Aim = Find every line in the rows below that contains the word "head", and copy each of those lines in full.

The input =

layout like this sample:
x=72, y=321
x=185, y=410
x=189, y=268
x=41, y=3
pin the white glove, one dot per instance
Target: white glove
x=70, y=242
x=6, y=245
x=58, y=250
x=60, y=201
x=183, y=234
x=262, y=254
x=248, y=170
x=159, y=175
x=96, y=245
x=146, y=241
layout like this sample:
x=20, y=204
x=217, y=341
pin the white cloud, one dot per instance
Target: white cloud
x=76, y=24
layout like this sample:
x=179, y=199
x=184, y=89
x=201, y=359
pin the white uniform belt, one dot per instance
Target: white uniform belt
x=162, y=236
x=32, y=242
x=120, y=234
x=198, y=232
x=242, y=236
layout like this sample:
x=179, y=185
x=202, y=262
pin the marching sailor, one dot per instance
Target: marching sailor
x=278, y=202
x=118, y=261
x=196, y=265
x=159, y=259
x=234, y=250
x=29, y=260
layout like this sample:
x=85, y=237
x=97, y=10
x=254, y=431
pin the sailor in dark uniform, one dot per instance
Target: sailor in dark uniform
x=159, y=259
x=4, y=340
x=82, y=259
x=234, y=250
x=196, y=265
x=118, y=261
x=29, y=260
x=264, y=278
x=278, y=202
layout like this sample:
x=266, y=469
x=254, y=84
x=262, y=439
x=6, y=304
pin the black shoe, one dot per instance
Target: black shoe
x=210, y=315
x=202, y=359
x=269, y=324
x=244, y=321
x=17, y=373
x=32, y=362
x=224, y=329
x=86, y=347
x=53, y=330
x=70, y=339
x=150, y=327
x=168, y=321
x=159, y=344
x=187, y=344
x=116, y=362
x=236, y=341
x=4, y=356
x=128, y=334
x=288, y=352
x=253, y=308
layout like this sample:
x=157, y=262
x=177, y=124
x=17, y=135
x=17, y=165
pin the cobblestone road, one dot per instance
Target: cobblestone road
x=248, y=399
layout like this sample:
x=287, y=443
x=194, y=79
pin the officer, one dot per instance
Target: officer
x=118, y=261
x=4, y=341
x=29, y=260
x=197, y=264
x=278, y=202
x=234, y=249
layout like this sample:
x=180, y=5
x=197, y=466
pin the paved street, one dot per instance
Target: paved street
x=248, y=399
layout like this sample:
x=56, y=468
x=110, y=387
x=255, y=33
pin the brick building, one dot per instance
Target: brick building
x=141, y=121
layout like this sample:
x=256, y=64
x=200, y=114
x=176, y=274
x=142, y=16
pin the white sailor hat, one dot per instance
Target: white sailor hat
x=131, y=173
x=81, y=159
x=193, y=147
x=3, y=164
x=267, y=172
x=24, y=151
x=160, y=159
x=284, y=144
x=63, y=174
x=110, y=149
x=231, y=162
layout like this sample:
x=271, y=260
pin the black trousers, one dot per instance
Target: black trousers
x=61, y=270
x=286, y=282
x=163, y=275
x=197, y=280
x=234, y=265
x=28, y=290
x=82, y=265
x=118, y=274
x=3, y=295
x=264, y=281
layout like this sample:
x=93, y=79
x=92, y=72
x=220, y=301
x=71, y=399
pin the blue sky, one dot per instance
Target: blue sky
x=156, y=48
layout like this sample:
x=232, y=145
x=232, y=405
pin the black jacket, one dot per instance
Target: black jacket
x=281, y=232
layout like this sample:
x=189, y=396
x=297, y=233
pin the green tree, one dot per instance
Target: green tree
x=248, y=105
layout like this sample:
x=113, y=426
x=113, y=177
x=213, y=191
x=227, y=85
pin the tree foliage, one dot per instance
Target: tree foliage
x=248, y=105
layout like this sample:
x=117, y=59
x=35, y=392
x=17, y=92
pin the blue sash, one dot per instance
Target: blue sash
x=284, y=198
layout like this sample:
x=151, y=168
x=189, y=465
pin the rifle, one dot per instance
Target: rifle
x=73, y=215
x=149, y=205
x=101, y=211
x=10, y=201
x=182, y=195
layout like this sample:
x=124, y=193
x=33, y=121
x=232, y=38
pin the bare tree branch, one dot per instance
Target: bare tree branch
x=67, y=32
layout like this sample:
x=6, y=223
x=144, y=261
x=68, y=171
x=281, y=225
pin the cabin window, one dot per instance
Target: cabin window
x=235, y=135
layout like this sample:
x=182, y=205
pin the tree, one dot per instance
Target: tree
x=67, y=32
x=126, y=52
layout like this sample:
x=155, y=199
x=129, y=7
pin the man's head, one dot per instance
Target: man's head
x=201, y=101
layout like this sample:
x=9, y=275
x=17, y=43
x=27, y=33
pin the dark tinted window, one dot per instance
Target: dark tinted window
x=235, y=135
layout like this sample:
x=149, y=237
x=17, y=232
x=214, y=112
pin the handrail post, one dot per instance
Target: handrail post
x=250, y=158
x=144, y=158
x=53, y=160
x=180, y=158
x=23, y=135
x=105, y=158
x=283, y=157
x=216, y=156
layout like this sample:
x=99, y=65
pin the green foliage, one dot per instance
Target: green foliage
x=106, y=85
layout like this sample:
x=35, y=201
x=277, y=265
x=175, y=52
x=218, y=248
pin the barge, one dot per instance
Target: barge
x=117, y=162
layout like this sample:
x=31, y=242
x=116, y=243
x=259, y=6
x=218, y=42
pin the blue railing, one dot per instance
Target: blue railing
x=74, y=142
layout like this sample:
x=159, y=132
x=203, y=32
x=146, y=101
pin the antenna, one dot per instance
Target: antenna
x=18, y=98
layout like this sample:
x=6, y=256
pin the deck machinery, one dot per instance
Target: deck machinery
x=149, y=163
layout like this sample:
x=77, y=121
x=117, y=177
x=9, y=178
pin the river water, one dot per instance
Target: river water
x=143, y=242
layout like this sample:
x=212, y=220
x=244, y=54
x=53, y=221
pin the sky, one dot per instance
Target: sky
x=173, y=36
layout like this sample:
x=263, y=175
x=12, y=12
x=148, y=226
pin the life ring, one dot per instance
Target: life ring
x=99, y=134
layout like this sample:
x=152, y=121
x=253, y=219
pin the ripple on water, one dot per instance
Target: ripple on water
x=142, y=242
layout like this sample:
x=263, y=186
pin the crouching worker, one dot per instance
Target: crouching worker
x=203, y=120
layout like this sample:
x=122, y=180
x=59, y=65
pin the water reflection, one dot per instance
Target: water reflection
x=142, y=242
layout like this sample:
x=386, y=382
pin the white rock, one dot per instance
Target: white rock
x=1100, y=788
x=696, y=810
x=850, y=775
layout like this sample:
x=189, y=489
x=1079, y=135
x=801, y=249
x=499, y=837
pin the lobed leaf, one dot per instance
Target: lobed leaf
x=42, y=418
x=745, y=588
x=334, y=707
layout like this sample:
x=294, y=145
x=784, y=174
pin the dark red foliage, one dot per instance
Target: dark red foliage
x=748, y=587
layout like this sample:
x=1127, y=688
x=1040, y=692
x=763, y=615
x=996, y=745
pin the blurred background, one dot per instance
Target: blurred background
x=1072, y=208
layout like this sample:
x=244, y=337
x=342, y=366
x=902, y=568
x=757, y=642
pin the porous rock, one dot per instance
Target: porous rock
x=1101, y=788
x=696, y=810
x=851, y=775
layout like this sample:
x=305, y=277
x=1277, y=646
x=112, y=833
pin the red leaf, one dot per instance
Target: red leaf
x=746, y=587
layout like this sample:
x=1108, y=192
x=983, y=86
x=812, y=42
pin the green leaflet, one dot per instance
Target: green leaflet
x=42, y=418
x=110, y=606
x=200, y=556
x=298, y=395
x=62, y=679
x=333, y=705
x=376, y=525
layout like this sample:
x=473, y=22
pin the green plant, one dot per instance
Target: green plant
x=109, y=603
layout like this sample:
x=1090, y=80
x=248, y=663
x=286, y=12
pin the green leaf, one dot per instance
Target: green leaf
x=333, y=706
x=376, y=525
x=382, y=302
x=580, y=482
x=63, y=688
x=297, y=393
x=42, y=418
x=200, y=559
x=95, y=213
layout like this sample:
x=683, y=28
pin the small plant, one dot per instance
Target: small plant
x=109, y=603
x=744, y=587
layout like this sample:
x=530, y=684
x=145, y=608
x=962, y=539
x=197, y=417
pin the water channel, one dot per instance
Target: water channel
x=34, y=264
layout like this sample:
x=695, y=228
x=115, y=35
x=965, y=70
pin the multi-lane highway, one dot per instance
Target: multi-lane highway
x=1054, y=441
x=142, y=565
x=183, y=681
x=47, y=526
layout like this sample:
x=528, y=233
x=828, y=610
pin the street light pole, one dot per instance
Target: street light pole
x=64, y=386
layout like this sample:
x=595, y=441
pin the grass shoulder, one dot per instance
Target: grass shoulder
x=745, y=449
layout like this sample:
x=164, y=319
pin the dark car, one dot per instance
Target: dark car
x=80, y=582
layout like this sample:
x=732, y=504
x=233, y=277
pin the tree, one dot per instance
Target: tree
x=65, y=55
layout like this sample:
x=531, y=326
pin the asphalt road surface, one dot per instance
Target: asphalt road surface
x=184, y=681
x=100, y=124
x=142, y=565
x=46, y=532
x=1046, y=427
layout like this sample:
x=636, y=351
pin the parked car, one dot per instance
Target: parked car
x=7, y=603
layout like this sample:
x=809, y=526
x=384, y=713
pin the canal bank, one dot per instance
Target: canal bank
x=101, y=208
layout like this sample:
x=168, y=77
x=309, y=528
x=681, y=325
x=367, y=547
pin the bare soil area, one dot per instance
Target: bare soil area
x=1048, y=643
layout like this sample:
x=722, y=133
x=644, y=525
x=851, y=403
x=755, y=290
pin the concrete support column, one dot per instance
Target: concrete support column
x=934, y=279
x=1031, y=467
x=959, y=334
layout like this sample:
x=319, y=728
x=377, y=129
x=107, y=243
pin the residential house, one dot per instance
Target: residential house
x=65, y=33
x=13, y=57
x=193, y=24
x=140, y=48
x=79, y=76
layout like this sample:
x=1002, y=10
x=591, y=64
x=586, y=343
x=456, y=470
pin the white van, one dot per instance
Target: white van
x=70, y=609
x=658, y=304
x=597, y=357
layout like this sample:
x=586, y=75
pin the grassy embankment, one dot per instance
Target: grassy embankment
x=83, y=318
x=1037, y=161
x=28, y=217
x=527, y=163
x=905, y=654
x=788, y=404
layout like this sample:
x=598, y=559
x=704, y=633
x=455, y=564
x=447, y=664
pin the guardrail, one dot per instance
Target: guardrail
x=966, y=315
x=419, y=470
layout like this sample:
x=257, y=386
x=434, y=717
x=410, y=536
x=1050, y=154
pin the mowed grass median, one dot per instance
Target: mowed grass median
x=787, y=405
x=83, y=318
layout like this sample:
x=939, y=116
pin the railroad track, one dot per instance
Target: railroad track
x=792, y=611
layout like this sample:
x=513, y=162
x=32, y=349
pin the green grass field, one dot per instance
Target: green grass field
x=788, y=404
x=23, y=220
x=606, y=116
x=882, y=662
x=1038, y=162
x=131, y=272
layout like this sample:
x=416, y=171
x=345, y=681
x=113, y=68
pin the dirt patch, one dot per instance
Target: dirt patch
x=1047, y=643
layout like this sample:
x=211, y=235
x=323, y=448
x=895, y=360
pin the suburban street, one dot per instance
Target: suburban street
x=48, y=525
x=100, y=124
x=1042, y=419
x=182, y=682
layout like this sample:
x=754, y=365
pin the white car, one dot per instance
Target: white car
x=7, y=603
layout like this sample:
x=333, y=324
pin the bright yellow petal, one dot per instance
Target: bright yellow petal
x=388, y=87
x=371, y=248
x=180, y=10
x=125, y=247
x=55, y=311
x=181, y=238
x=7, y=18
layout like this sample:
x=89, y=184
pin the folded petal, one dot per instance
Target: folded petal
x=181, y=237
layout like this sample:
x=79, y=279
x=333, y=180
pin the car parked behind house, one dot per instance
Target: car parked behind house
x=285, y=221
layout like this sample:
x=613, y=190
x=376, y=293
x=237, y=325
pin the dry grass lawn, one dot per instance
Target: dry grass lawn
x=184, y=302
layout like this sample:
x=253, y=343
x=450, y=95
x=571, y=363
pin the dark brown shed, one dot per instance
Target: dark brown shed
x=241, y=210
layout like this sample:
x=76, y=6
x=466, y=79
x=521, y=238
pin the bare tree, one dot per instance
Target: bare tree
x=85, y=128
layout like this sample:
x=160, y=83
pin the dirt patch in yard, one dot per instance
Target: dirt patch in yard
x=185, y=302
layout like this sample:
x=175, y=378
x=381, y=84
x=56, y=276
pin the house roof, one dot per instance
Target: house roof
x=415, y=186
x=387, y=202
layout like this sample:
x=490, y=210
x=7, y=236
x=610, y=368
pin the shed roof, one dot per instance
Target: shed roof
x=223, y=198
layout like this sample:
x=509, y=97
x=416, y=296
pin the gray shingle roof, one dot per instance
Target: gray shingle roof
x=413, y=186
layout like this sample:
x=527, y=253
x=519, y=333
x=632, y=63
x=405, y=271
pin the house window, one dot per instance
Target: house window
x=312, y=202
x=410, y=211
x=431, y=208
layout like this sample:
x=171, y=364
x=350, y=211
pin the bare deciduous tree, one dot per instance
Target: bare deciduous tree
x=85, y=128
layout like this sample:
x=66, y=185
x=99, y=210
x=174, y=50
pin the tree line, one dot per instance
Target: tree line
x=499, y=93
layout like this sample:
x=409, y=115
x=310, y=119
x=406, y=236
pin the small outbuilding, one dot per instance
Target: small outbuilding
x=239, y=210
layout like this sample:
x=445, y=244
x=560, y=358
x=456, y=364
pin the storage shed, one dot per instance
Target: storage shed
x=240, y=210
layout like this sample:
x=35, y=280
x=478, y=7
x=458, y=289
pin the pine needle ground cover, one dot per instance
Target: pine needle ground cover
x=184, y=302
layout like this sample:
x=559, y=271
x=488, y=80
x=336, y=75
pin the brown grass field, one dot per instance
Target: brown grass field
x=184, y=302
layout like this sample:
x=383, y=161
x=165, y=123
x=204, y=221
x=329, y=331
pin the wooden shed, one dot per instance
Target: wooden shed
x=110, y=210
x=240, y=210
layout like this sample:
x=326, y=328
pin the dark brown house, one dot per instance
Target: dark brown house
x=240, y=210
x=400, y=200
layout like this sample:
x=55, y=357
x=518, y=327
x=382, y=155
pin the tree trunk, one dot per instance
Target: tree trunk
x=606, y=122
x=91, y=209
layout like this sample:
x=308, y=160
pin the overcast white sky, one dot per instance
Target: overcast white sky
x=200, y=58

Task response =
pin the man's head, one dot per instance
Target: man's head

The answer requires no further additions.